● **Given problem**: Please pull out the lines below and copy them word for word, leaving the pictures out of your answer.

--- START Provided records ---

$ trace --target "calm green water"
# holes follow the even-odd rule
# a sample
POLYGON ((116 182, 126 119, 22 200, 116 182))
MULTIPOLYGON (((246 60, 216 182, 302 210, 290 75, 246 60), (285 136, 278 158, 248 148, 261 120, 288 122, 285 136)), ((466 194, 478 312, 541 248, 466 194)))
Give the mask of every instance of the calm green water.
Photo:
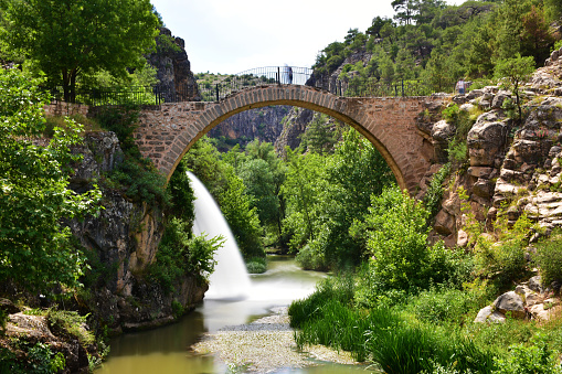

--- END Provided records ---

● **Task output**:
$ trace --target "calm green water"
# holes follow the even-odd rule
# a sample
POLYGON ((116 182, 126 119, 22 200, 116 182))
MULTIPOLYGON (((246 60, 216 182, 302 210, 290 75, 246 60), (285 136, 278 158, 248 148, 261 120, 288 122, 285 136)), ((466 194, 478 312, 541 248, 466 194)))
Give the mask of every instance of the calm green water.
Photo:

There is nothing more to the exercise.